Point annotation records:

-- Start --

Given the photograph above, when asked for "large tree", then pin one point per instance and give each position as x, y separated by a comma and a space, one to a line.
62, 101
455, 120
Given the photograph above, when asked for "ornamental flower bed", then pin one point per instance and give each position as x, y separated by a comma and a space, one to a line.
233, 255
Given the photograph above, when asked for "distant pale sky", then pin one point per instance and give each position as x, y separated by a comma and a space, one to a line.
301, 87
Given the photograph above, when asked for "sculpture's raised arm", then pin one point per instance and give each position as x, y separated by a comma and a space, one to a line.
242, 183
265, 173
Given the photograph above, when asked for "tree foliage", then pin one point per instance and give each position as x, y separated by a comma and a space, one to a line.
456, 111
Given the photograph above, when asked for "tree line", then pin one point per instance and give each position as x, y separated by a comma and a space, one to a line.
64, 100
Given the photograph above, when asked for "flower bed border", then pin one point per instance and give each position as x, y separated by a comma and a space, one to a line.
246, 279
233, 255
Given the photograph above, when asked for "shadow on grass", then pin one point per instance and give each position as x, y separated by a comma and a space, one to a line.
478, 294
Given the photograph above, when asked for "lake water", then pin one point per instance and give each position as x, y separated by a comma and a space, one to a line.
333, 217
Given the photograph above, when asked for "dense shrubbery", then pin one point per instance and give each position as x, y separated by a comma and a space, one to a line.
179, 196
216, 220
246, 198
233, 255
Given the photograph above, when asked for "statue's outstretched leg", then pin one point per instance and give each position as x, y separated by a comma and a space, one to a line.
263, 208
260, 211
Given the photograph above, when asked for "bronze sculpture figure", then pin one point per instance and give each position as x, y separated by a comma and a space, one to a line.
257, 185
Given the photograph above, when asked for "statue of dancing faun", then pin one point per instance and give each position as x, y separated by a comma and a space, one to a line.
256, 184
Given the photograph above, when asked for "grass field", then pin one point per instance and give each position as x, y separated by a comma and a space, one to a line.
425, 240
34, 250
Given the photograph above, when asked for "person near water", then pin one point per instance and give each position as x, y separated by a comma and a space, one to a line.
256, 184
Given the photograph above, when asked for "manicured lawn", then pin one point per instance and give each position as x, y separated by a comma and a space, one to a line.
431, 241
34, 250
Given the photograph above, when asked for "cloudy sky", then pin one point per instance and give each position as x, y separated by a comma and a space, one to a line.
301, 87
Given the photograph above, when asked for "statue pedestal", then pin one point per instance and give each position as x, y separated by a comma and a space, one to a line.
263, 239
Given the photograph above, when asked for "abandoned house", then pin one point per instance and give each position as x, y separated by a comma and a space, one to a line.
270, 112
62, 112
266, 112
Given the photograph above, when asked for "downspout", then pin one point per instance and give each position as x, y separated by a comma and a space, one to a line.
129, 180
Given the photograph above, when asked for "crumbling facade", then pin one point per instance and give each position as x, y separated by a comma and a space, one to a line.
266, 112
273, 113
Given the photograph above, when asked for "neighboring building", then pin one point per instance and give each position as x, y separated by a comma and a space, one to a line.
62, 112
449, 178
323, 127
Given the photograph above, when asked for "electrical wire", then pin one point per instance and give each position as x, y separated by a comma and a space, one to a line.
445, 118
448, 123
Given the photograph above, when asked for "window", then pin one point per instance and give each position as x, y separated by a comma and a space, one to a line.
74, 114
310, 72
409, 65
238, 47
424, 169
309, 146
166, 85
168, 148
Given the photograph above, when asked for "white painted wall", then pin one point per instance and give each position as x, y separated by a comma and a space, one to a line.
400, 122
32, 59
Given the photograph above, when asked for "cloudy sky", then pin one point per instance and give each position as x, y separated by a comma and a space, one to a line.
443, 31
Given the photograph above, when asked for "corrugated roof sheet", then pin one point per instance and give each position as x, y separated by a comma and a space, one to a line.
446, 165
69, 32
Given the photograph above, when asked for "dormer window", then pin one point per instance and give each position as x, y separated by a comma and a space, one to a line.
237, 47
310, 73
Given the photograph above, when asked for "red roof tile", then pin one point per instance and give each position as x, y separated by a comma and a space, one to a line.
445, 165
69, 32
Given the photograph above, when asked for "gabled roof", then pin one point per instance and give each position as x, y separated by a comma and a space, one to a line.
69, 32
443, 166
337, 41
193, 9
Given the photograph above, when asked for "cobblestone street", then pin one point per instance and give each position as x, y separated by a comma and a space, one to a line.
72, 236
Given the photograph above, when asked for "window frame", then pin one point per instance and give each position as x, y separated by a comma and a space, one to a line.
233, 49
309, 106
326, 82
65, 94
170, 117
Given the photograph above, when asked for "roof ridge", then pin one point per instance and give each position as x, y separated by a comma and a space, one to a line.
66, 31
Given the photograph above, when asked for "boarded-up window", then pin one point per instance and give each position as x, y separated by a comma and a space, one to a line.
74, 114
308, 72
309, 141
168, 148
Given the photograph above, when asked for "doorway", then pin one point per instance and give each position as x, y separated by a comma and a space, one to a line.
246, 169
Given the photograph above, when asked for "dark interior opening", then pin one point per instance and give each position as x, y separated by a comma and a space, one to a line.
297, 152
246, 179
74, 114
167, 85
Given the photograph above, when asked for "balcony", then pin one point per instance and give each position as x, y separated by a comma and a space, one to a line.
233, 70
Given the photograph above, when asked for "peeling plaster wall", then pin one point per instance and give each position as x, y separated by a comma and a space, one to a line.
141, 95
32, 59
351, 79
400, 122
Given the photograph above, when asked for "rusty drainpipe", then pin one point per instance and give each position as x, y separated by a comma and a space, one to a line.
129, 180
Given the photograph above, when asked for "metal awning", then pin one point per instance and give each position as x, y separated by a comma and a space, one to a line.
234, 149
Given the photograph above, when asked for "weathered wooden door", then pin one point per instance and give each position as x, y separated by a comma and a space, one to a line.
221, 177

-- End --
-- Start --

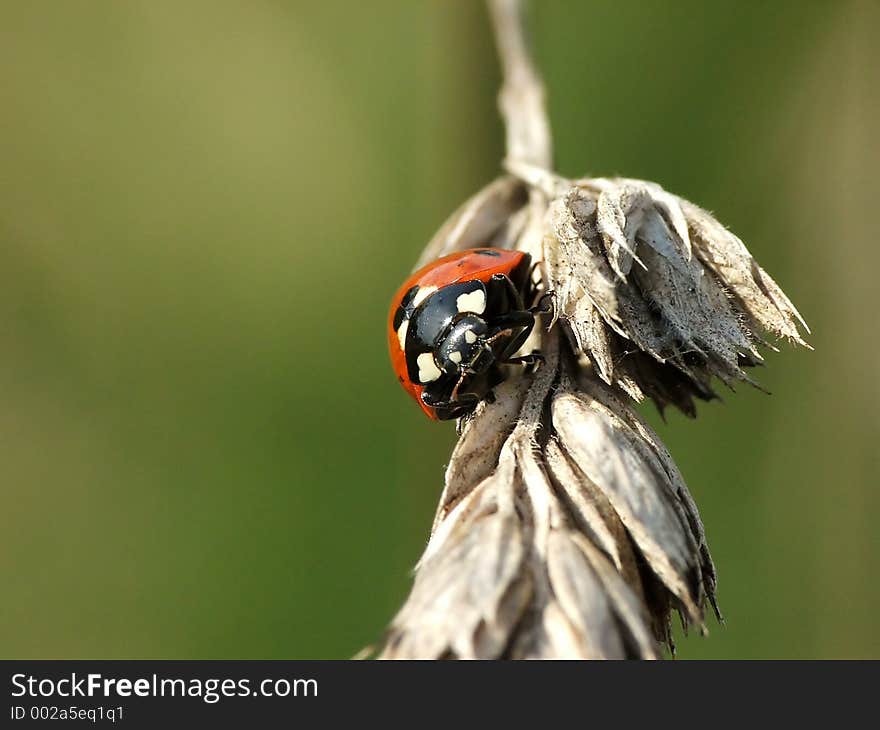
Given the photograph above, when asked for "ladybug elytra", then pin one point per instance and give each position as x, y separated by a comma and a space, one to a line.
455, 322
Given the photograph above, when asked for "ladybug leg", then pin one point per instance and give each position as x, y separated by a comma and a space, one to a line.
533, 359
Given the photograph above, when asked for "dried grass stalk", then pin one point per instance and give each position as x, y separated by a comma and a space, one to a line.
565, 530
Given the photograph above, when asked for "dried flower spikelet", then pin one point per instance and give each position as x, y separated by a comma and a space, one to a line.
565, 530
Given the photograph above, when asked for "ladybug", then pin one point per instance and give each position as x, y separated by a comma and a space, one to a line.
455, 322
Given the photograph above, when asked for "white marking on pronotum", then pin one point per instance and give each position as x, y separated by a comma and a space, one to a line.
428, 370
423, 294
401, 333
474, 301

-- End --
-- Start --

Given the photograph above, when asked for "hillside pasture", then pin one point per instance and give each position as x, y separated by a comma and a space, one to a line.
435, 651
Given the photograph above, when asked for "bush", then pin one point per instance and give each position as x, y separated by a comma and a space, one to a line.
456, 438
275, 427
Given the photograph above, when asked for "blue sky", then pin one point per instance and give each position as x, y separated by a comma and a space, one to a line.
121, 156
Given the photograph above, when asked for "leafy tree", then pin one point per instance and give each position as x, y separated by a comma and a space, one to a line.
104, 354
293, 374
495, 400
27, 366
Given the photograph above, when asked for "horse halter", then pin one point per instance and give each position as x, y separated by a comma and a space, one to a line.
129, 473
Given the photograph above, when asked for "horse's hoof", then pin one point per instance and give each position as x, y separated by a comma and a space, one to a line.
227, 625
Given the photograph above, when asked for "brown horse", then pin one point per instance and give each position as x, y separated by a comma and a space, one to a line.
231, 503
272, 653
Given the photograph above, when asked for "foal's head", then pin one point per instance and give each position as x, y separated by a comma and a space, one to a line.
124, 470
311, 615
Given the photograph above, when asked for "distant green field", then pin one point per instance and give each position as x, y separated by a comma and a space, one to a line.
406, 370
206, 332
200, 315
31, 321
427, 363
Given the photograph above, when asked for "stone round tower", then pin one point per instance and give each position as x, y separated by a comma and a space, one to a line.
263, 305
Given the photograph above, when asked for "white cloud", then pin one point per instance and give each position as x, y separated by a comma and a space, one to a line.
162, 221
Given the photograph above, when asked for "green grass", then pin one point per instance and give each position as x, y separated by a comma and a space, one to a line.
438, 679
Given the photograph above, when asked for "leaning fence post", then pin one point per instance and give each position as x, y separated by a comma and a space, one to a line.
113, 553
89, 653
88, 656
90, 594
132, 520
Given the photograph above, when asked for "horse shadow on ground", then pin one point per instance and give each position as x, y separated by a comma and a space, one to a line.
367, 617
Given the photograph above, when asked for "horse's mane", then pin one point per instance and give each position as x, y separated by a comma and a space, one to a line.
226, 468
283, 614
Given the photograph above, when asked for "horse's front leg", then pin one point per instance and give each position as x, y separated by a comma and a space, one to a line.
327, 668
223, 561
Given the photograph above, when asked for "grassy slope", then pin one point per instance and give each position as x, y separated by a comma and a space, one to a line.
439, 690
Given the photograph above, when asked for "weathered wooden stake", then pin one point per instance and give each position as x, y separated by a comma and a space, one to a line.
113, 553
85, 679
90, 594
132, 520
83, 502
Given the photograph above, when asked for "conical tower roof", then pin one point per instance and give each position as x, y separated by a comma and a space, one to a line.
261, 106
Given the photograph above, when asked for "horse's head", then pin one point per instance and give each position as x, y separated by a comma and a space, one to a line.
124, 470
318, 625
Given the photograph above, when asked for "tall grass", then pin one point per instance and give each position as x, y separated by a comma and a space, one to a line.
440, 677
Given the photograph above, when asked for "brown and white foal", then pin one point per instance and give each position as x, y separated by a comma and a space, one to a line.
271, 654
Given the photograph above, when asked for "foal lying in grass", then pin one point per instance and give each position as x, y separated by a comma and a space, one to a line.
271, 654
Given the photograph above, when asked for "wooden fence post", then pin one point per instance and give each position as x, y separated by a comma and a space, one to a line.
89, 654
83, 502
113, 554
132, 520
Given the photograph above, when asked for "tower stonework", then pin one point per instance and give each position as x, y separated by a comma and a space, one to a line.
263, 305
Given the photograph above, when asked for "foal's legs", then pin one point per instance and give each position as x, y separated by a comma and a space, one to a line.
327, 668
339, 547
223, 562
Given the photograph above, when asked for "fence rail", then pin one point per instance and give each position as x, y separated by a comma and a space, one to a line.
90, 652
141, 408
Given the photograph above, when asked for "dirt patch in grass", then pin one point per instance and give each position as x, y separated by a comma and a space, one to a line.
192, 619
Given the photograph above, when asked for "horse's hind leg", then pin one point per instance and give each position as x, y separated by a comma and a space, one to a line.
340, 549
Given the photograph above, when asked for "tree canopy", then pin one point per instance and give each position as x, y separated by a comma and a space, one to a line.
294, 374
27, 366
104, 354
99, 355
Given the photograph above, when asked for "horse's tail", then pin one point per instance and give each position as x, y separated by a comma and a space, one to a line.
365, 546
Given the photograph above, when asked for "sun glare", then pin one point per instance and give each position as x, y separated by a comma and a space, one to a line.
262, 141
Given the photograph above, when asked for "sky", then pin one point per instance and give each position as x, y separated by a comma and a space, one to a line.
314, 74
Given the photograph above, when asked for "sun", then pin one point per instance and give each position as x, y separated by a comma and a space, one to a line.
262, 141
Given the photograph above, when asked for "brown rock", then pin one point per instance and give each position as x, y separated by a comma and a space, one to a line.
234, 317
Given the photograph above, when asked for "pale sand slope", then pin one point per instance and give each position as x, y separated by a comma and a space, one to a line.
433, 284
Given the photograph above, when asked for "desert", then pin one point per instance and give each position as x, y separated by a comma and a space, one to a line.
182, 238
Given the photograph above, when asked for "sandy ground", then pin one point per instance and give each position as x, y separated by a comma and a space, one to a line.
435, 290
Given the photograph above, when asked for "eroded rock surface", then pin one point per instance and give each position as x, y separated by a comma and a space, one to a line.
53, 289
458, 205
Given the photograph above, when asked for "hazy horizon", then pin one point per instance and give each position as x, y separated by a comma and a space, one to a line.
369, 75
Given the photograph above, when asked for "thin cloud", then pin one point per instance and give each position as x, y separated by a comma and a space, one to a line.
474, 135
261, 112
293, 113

-- End --

● WHAT YOU HAVE TO DO:
Please pull out every line of the data above that contains the string "slope", matching case exactly.

● RESULT:
Given the photograph above, when asked for "grassy slope", then pin one point per instance and give each position as x, y separated by a comma and a space, one to a line.
Given the photograph above, when asked for "pale sand slope", then pin one point per instance and give each position as x, y separated by a comma and a space, one to a line.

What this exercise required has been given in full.